▶ **Given task**: Rewrite the records below with every occurrence of "blouse" changed to "shirt" and everything else left unchanged. Omit the pictures from the result.

▶ **Extracted records**:
::::::::::
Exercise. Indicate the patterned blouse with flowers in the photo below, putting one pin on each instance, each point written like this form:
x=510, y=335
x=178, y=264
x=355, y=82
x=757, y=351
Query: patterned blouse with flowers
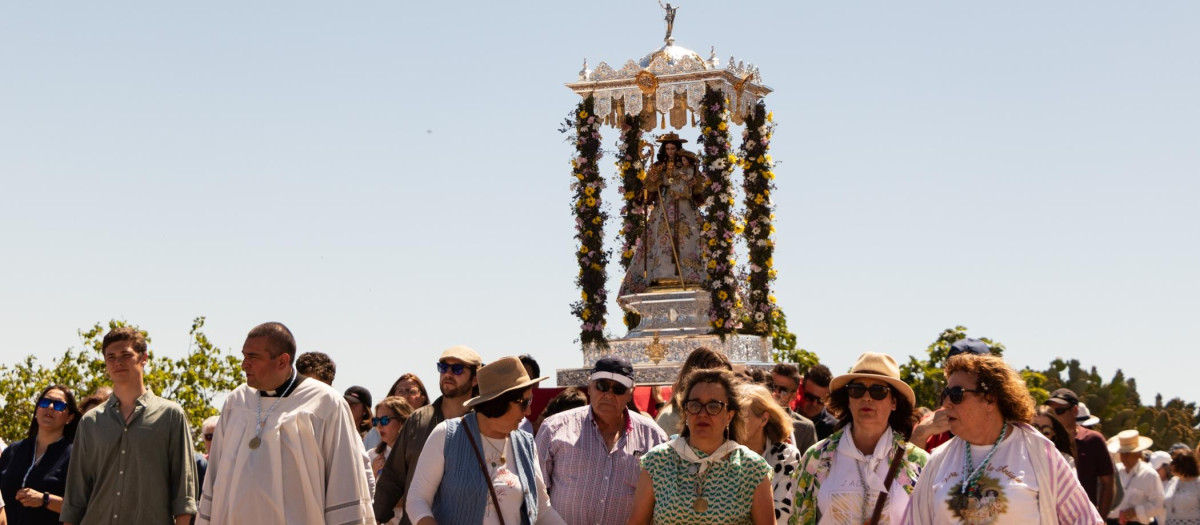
x=819, y=460
x=729, y=487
::::::::::
▶ **Task answer**:
Exercise. Indicate the patterned shirt with flowers in the photo below, putting one pin on each instance, each point written like this form:
x=510, y=335
x=178, y=264
x=355, y=82
x=757, y=351
Query: patterned shirt with flowers
x=819, y=460
x=729, y=487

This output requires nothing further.